Given task: Copy each line below without leaving any out.
==== Records for this task ====
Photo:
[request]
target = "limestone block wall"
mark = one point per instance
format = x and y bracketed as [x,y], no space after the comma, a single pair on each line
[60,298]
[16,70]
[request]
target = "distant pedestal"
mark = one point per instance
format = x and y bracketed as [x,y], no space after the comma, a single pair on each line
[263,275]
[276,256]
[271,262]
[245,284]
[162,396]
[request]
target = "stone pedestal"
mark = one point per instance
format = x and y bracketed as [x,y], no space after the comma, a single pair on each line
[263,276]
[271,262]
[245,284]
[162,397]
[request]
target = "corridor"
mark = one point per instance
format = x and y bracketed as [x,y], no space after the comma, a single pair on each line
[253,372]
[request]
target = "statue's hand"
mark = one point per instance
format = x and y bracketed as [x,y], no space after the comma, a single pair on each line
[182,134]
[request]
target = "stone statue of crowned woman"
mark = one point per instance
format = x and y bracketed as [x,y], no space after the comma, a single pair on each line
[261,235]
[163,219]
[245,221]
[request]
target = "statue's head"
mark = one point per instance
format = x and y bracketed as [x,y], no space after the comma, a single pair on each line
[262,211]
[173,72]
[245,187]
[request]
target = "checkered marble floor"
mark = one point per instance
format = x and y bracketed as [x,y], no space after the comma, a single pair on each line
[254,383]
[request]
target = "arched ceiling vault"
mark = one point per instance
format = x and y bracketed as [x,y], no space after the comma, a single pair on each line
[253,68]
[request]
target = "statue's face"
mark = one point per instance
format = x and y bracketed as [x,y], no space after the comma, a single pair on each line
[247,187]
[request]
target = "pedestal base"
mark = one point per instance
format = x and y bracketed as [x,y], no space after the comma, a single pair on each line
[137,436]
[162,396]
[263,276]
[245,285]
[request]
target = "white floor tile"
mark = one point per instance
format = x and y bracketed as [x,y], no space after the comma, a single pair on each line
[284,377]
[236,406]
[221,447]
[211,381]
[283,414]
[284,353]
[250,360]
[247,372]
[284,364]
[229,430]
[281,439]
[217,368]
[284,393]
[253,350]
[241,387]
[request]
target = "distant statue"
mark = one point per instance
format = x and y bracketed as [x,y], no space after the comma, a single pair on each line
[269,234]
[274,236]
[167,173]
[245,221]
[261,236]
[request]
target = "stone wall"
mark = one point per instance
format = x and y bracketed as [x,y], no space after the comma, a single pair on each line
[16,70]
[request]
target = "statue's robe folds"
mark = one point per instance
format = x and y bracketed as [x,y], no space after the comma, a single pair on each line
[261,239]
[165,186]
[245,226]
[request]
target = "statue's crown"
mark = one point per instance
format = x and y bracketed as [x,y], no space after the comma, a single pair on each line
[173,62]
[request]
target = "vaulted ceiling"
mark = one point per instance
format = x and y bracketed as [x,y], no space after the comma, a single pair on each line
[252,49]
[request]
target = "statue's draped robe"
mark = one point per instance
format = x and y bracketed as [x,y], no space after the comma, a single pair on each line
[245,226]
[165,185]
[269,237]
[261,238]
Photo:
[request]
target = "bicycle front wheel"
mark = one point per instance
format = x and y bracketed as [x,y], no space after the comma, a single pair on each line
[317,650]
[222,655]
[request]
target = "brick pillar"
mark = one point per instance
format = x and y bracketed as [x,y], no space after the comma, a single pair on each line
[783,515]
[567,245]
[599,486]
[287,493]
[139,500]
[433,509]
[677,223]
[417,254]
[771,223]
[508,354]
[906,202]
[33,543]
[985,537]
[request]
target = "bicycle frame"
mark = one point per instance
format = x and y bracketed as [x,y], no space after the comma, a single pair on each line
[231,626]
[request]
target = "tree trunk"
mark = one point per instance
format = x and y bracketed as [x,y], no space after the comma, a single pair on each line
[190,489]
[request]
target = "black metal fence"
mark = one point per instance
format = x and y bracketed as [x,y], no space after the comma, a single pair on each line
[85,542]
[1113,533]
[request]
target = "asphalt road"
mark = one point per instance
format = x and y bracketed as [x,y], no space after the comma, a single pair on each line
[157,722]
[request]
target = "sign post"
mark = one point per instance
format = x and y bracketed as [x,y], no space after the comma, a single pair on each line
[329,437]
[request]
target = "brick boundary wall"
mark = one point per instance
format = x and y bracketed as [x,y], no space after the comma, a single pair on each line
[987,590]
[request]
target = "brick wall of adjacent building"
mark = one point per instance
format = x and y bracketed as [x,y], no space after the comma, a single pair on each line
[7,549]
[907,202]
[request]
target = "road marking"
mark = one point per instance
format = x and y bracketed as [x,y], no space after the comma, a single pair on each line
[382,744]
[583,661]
====
Final answer:
Photo:
[request]
target = "limestone block wall"
mark = one point per instance
format = x and y bracketed as [x,y], no space after the comma, a single pair on each line
[60,298]
[16,70]
[request]
target = "distant pedestal"
mark = one point per instance
format = x and y bracketed as [x,y], no space after the comma, a single pair on each line
[263,275]
[276,256]
[271,262]
[245,284]
[162,396]
[request]
target = "stone pedestal"
mark = one point per instance
format = x and y bracketed as [x,y], no space after the comma, a single pair on each line
[263,276]
[271,262]
[245,284]
[162,397]
[request]
target = "corridor"
mark = one point per instance
format = x and y bracketed as [x,y], no space after the comma, a single pair on each line
[253,372]
[request]
target = "statue's hand"
mark = one point per instance
format = x and y bracketed as [x,y], no space after the comma, a single pair on each line
[182,134]
[request]
target = "stone statue of crowned woman"
mark = one point per instance
format = x and y bracketed as [x,y], no space after the comma, a single pair on each line
[261,235]
[163,219]
[245,221]
[request]
target = "statue's head"
mark = one point per instance
format = x and y bracketed as [x,y], no space after the comma, a single pair on each line
[262,211]
[173,72]
[245,187]
[request]
target = "checkered marble floor"
mark = one point per instance
format = x and y bracketed as [x,y], no space after the comma, a single pair on each line
[254,383]
[request]
target = "arched ceiling vault"
mark = one point per instance
format = x and y bracketed as [x,y], no space after the comma, a single pair on each line
[253,68]
[request]
target = "statue's face"
mark = one point per instance
format = x and y bracketed as [x,y], no space after the comma, a single pair on each line
[247,187]
[request]
target = "pedestal base"
mark = one point per instance
format = x and y bracketed as [x,y], no space after the comma, a single pair on each line
[137,436]
[162,396]
[263,276]
[245,285]
[request]
target = "white floor tile"
mark = one point per instance
format = x and y bracketed as [x,y], no space after the comma, a single pair on each line
[284,377]
[236,406]
[221,447]
[211,381]
[283,414]
[284,353]
[250,360]
[247,372]
[284,364]
[229,430]
[281,439]
[217,368]
[284,393]
[253,350]
[241,387]
[request]
target = "distant statue"
mark = one point per instance
format = x and y bracketed as [x,y], no space after the comma, a single pair on each line
[269,234]
[274,236]
[167,173]
[245,221]
[261,236]
[request]
target = "stone wall"
mark = one point per instance
format = x and y bracketed as [x,y], no space after the comma, a single pair on each line
[16,70]
[request]
target = "statue's robe folds"
mark = one point per instance
format = x and y bracketed as [x,y], no space after the comma, a single pair on each line
[261,239]
[165,186]
[245,226]
[request]
target = "statue's crown"
mark = one point per instance
format = x and y bracketed as [x,y], no space after the comma, a single pair on each line
[173,62]
[request]
target = "vaulted ceiling"
mark = one point per instance
format = x and y bracketed as [x,y], no space after the comma, a single pair on each line
[252,49]
[request]
target = "statue's draped robe"
mark = one point per instance
format = x and y bracketed as [x,y], no space after the comma, a single pair on each line
[245,226]
[165,185]
[269,237]
[261,238]
Photo:
[request]
target = "bicycle front wheel"
mark = one point per instance
format = x and y bracketed as [x,y], no space after the comma, a single pair on each line
[317,650]
[222,655]
[request]
target = "brick pillar"
mark = one point per instance
format = x and y bracketed as [x,y], no space after the comma, a single pair on each line
[783,515]
[567,245]
[599,486]
[287,493]
[139,500]
[433,509]
[677,223]
[417,254]
[771,223]
[508,354]
[906,202]
[33,543]
[985,537]
[request]
target = "bicycle frame"
mark = one point per instance
format = x and y bracketed as [x,y], no space after the comma, a single pair on each line
[231,626]
[request]
target = "tree trunk"
mark = one point per instance
format = x and y bracketed as [x,y], no space after the comma, a single pair on each line
[190,489]
[request]
target = "black metal fence"
mark = one point per instance
format = x and y bracketed as [x,y], no space after the comma, a single pair on each line
[85,542]
[1113,533]
[request]
target = "asphalt road"
mark = one point per instance
format = x and y bracketed as [x,y], no space after the comma, a single pair on each line
[157,722]
[request]
target = "sign post"
mark = one point per instance
format = x and y bracketed as [x,y], no space after the comma, a single pair on each line
[329,437]
[request]
target = "brick boundary wall"
mark = one point per instance
format = x and y bracketed as [x,y], no space after the comma, a single pair on each line
[987,590]
[request]
target = "brick wall of adjacent building"
mark = one point per instance
format = x and y bracketed as [x,y], no space after the comma, a single pair on each line
[7,549]
[907,202]
[request]
target = "road marking"
mark = one point per instance
format = x and y bracketed as [x,y], no space after the comma, a single pair on each line
[382,744]
[583,661]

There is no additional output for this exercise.